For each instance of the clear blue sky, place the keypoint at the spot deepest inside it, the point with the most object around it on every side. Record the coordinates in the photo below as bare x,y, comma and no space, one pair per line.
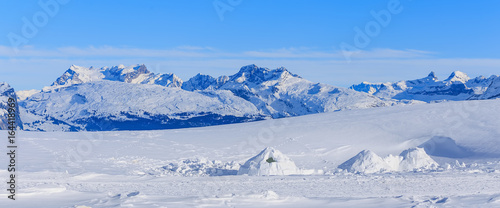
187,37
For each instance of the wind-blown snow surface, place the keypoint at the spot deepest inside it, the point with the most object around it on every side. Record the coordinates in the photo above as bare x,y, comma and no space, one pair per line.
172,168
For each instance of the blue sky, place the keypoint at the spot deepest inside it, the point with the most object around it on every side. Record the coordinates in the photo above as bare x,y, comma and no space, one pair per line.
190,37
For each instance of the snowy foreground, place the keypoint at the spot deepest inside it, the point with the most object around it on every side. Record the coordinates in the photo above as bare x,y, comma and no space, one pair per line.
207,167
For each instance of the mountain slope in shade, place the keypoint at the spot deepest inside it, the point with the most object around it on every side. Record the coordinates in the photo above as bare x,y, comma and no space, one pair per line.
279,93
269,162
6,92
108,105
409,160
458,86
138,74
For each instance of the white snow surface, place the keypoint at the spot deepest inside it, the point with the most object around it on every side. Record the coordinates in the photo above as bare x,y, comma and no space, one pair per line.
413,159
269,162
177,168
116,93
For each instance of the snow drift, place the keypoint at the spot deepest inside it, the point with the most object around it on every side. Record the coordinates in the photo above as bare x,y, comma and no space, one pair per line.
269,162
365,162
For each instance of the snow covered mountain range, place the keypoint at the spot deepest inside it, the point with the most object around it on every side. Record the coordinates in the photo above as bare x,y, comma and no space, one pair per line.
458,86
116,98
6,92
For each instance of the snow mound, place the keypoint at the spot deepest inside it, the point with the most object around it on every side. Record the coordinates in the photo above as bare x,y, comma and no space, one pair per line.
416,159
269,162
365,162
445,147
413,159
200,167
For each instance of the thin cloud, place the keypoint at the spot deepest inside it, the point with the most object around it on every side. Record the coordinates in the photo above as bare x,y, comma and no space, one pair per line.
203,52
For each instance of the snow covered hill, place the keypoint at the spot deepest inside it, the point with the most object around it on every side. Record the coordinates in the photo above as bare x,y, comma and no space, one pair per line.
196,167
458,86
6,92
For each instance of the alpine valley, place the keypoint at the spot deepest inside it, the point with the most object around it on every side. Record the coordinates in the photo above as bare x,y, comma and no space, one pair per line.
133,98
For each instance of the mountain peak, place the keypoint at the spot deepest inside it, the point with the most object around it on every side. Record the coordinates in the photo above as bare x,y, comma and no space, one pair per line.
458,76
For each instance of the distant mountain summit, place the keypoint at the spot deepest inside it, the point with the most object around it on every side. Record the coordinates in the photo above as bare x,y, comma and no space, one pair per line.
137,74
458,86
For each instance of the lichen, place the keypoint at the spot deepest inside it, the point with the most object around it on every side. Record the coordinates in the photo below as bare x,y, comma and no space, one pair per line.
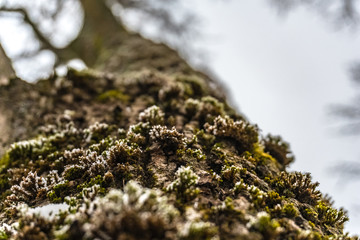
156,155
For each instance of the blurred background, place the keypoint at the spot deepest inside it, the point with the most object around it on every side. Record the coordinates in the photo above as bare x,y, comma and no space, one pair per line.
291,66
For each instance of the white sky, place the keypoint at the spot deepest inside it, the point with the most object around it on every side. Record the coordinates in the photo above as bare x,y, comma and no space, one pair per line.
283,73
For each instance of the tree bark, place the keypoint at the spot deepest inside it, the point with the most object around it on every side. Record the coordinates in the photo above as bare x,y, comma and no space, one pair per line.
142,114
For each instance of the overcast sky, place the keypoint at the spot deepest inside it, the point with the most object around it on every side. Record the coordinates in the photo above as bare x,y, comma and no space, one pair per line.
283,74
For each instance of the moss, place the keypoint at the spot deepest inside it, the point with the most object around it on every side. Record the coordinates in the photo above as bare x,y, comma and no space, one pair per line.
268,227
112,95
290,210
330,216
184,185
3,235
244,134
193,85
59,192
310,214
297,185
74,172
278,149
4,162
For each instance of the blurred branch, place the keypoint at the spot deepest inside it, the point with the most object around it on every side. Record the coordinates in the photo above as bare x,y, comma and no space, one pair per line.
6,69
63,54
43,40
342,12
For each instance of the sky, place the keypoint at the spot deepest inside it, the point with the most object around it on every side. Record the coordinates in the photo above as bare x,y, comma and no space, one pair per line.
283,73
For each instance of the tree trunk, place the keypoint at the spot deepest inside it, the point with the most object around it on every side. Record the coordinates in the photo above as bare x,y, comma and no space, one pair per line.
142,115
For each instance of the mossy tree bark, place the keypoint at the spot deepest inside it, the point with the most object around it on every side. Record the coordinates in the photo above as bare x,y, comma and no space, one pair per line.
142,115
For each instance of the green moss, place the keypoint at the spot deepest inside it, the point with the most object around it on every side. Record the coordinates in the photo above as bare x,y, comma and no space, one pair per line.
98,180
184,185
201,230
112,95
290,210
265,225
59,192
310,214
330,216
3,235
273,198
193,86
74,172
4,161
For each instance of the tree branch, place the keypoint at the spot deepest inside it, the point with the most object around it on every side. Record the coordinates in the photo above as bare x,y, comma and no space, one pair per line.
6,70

====

→ PROBLEM DESCRIPTION: Exactly and only the lines from the line containing "For each instance of the green" through the last line of the entries should be copied, both ends included.

→ RESULT FOR THIS EXERCISE:
For each instance of the green moss, place the keypoint at the spot deepest inside it, the point with the most object around it on every side. Record the coordinates in the photo above as bare x,y, comma and no space, one pair per line.
98,180
184,185
201,230
112,95
290,210
265,225
59,192
310,214
330,216
3,235
273,198
193,86
74,172
4,161
For each instance of the tree branch, place the keypoint at the spot deepest inside it, the point with the most object around it on every side. Record the coordinates in the photo above as bare x,y, comma and no space, one pair per line.
6,70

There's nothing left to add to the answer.